◆ To do ◆
Search the entries for the word "below" and copy each line that has it.

[Data items]
BEGIN

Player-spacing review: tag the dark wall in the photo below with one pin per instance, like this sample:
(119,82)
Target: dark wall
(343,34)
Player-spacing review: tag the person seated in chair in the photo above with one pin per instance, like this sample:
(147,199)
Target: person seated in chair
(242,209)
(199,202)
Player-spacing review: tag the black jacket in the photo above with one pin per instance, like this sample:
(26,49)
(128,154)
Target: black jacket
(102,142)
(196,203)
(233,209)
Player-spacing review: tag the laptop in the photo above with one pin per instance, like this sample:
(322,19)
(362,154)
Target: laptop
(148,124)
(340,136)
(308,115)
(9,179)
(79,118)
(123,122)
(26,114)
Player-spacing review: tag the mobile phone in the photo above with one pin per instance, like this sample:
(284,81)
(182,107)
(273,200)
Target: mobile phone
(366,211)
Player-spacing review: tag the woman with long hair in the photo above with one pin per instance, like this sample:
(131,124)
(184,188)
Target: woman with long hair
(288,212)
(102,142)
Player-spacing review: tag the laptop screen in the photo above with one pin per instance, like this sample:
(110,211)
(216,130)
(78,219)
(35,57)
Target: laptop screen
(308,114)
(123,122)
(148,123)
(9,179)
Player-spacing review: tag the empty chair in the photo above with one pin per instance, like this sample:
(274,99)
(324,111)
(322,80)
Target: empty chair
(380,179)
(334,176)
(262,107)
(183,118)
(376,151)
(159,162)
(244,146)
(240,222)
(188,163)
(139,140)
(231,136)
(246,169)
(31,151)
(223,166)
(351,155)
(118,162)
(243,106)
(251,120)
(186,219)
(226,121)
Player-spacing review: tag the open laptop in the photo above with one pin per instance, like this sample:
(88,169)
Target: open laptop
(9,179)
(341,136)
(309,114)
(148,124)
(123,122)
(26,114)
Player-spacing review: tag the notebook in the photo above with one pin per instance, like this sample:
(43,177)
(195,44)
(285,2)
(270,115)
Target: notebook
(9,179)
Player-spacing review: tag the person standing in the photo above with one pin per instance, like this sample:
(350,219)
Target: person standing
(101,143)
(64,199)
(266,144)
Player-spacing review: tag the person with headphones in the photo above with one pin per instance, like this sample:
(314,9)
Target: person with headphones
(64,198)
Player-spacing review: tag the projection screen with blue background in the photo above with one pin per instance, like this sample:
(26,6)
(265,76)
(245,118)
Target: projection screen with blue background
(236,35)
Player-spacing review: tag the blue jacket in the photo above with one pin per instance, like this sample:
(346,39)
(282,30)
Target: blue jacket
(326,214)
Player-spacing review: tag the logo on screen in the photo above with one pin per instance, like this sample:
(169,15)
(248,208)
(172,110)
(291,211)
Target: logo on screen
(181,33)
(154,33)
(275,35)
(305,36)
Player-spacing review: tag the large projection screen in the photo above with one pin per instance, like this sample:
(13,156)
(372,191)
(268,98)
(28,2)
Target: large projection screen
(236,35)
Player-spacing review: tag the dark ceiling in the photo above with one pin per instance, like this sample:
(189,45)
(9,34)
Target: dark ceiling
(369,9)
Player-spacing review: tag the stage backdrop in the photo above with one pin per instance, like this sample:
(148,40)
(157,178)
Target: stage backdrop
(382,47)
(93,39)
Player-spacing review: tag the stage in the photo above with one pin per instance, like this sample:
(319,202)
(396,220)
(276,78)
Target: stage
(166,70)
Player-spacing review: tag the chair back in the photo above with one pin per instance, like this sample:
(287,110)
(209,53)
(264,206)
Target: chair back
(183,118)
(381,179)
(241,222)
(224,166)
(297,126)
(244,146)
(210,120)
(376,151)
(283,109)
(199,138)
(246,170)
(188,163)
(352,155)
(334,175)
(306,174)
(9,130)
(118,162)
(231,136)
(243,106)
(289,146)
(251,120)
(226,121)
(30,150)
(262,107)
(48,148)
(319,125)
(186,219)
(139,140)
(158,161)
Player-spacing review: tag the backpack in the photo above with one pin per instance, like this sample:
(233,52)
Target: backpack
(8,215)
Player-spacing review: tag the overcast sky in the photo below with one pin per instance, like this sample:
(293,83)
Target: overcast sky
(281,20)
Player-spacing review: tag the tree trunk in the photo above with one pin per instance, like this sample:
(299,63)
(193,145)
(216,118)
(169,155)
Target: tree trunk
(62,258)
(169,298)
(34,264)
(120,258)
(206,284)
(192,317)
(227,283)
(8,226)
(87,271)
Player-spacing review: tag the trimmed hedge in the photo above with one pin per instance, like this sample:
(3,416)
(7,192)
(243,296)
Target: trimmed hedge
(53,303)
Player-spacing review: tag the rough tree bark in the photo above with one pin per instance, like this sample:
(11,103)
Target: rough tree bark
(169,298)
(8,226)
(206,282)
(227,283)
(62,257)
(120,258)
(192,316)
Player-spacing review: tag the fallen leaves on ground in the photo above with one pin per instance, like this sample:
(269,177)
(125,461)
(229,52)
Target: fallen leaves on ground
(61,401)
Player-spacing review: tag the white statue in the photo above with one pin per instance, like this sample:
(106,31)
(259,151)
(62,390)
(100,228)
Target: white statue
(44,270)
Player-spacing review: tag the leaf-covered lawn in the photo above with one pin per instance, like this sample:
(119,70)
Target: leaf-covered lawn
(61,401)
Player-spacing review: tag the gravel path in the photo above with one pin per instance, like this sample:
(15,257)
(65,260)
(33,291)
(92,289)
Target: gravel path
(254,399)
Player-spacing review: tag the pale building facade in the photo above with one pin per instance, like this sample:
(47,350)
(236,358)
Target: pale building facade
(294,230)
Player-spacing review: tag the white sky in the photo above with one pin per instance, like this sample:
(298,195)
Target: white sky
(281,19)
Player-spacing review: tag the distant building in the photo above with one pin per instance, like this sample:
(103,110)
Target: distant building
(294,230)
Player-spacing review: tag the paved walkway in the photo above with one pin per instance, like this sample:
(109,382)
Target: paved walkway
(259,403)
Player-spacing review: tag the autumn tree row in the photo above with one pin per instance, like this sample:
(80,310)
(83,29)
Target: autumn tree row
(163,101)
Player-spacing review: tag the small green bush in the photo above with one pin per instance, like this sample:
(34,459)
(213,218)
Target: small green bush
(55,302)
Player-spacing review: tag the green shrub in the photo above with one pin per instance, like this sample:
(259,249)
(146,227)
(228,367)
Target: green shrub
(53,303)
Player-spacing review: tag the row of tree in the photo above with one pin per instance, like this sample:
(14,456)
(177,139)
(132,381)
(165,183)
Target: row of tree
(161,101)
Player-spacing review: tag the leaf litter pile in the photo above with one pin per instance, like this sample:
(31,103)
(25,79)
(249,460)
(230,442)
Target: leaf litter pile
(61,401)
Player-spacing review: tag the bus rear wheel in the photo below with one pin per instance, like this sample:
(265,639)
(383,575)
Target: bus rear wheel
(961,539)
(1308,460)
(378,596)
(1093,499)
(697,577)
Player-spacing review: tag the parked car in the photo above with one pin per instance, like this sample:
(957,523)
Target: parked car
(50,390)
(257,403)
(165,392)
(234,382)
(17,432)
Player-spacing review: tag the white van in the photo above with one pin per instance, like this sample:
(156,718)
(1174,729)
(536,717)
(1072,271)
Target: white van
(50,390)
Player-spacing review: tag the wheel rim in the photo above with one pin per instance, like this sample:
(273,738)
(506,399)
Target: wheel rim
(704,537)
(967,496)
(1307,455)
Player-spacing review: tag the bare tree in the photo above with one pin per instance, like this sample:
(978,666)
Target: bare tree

END

◆ Answer space ◆
Player-spacing review: tag the dark wall in the photo below with one pin per instance, like this sample:
Player-spacing review: tag the overcast sky in the photo below with one pin per instance, like this sample:
Player-spacing review: tag the bus rear wheel in the photo below with one pin per instance, like this sample:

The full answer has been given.